■ GOAL OF THE EXERCISE ■
Turn every line of the listing below into a Markdown table with two columns, Row and Line. Number the rows in order and leave out blank lines.

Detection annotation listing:

·····

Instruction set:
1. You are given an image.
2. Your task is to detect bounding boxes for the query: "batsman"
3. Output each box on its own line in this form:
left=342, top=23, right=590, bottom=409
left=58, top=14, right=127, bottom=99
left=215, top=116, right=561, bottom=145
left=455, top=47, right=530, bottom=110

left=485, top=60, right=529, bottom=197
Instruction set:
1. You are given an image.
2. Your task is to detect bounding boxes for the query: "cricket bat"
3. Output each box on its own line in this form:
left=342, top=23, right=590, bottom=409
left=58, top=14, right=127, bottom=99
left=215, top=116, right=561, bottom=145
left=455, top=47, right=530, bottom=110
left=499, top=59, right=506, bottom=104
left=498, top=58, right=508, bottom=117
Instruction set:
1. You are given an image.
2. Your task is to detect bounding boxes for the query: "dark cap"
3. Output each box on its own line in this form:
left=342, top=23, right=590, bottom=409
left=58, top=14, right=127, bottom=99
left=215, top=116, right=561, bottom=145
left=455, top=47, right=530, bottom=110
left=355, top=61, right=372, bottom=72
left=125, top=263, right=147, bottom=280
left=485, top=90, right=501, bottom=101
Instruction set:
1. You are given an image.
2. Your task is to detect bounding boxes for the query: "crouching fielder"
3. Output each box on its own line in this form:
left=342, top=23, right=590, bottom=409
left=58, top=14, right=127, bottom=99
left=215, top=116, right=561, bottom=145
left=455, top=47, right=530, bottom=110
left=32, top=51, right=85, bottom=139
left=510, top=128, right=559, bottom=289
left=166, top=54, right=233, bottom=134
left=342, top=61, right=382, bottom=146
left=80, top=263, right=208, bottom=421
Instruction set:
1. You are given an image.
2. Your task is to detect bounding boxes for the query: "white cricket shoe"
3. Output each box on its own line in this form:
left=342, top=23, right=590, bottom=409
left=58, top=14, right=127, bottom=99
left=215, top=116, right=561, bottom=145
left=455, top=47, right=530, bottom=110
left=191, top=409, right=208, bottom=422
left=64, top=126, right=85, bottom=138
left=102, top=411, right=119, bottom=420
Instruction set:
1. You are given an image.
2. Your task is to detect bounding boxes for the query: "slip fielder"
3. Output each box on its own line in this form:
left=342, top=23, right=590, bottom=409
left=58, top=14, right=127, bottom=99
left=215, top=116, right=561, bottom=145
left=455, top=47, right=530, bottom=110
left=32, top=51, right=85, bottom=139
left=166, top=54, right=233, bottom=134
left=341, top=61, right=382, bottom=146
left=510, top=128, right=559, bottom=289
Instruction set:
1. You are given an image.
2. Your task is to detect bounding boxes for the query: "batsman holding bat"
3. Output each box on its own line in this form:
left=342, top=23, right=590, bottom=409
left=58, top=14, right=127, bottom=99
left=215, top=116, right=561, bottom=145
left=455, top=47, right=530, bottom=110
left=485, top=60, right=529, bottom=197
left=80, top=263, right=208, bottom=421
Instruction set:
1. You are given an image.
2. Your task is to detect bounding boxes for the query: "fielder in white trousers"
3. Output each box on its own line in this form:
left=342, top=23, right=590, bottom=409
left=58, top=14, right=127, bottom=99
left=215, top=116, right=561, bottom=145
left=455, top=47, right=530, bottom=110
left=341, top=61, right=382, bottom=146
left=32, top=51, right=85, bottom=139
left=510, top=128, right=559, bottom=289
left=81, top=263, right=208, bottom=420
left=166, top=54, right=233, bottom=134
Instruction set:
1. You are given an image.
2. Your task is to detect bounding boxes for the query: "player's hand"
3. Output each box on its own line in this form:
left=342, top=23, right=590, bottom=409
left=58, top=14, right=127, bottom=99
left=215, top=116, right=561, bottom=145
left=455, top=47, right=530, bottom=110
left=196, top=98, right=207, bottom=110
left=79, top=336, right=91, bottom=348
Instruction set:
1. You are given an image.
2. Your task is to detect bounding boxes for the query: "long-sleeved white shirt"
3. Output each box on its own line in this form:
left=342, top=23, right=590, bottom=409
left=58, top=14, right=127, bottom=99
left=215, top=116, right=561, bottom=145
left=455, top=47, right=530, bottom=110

·····

■ TASK OUTPUT ■
| Row | Line |
|---|---|
| 1 | Instruction set: |
| 2 | 1. You are given an image. |
| 3 | 2. Your task is to detect bounding boxes for the query: "batsman" |
| 4 | 3. Output each box on its own line in this form: |
| 5 | left=342, top=23, right=590, bottom=409 |
| 6 | left=58, top=14, right=127, bottom=99 |
| 7 | left=215, top=116, right=561, bottom=145 |
| 8 | left=455, top=47, right=530, bottom=110 |
| 9 | left=485, top=60, right=529, bottom=197 |
| 10 | Instruction set: |
| 11 | 1. You are given an image. |
| 12 | 2. Your task is to detect bounding boxes for the query: "cricket bat" |
| 13 | 3. Output each box on its own line in this form: |
| 14 | left=342, top=23, right=590, bottom=409 |
| 15 | left=58, top=14, right=127, bottom=99 |
| 16 | left=215, top=116, right=561, bottom=145 |
| 17 | left=455, top=47, right=530, bottom=110 |
| 18 | left=499, top=59, right=506, bottom=104 |
| 19 | left=498, top=58, right=508, bottom=117 |
| 20 | Instruction set: |
| 21 | 1. You are given an image. |
| 22 | 2. Your task is to detect bounding boxes for the query: "dark cap" |
| 23 | 3. Output each box on its own line in this form: |
| 24 | left=342, top=23, right=590, bottom=409 |
| 25 | left=58, top=14, right=127, bottom=99 |
| 26 | left=215, top=116, right=561, bottom=145 |
| 27 | left=455, top=47, right=530, bottom=110 |
| 28 | left=355, top=61, right=372, bottom=72 |
| 29 | left=125, top=263, right=147, bottom=280 |
| 30 | left=485, top=90, right=501, bottom=101 |
| 31 | Instruction set: |
| 32 | 1. You are given an image. |
| 33 | 2. Your task is to detect bounding boxes for the query: "crouching fielder" |
| 34 | 3. Output each box on its own line in this form: |
| 35 | left=342, top=23, right=590, bottom=409 |
| 36 | left=58, top=14, right=127, bottom=99 |
| 37 | left=215, top=116, right=561, bottom=145 |
| 38 | left=455, top=47, right=530, bottom=110 |
| 39 | left=32, top=51, right=85, bottom=139 |
| 40 | left=510, top=128, right=559, bottom=289 |
| 41 | left=166, top=54, right=233, bottom=134 |
| 42 | left=342, top=61, right=382, bottom=146 |
| 43 | left=80, top=263, right=208, bottom=421 |
| 44 | Instruction set: |
| 45 | 1. You are given an image. |
| 46 | 2. Your task is to detect bounding boxes for the query: "white cricket shoe" |
| 47 | 3. Output each box on its own line in this form: |
| 48 | left=342, top=23, right=590, bottom=409 |
| 49 | left=58, top=14, right=127, bottom=99 |
| 50 | left=215, top=116, right=561, bottom=145 |
| 51 | left=455, top=47, right=530, bottom=110 |
| 52 | left=191, top=409, right=208, bottom=422 |
| 53 | left=64, top=126, right=85, bottom=138 |
| 54 | left=102, top=411, right=119, bottom=420 |
| 55 | Instruction set: |
| 56 | 1. You are given an image. |
| 57 | 2. Your task is to detect bounding boxes for the query: "slip fielder" |
| 58 | 3. Output each box on its own line in this form: |
| 59 | left=342, top=23, right=590, bottom=409 |
| 60 | left=58, top=14, right=127, bottom=99 |
| 61 | left=215, top=116, right=561, bottom=145 |
| 62 | left=455, top=47, right=530, bottom=110 |
| 63 | left=32, top=51, right=85, bottom=139 |
| 64 | left=166, top=54, right=233, bottom=134 |
| 65 | left=341, top=61, right=382, bottom=146 |
| 66 | left=510, top=128, right=559, bottom=289 |
| 67 | Instruction set: |
| 68 | 1. You are given an image. |
| 69 | 2. Your task is to detect bounding boxes for the query: "batsman holding bat" |
| 70 | 3. Output each box on its own line in this form: |
| 71 | left=342, top=23, right=590, bottom=409 |
| 72 | left=58, top=14, right=127, bottom=99 |
| 73 | left=215, top=116, right=561, bottom=145 |
| 74 | left=455, top=47, right=530, bottom=110 |
| 75 | left=485, top=60, right=529, bottom=197 |
| 76 | left=80, top=263, right=208, bottom=421 |
| 77 | Instruction set: |
| 78 | 1. You are given an image. |
| 79 | 2. Your task is to detect bounding boxes for the query: "fielder in white trousers" |
| 80 | 3. Output each box on its own line in this form: |
| 81 | left=342, top=23, right=590, bottom=409 |
| 82 | left=58, top=14, right=127, bottom=99 |
| 83 | left=215, top=116, right=561, bottom=145 |
| 84 | left=455, top=47, right=530, bottom=110 |
| 85 | left=341, top=61, right=382, bottom=146 |
| 86 | left=32, top=51, right=85, bottom=139 |
| 87 | left=510, top=128, right=559, bottom=289 |
| 88 | left=81, top=263, right=208, bottom=420 |
| 89 | left=166, top=54, right=233, bottom=134 |
| 90 | Instruction set: |
| 91 | 1. You are given an image. |
| 92 | 2. Your task is to detect bounding boxes for the query: "player's hand" |
| 93 | 3. Output each box on its own line in this form: |
| 94 | left=342, top=23, right=590, bottom=409 |
| 95 | left=58, top=14, right=127, bottom=99 |
| 96 | left=215, top=116, right=561, bottom=145 |
| 97 | left=455, top=47, right=530, bottom=110 |
| 98 | left=196, top=98, right=207, bottom=110 |
| 99 | left=79, top=336, right=91, bottom=348 |
| 100 | Instruction set: |
| 101 | 1. You are given an image. |
| 102 | 2. Your task is to detect bounding boxes for the query: "long-sleeved white shirt" |
| 103 | 3. Output each box on its own line in this form: |
| 104 | left=342, top=23, right=590, bottom=409 |
| 105 | left=58, top=14, right=127, bottom=99 |
| 106 | left=215, top=116, right=561, bottom=145 |
| 107 | left=455, top=47, right=530, bottom=110 |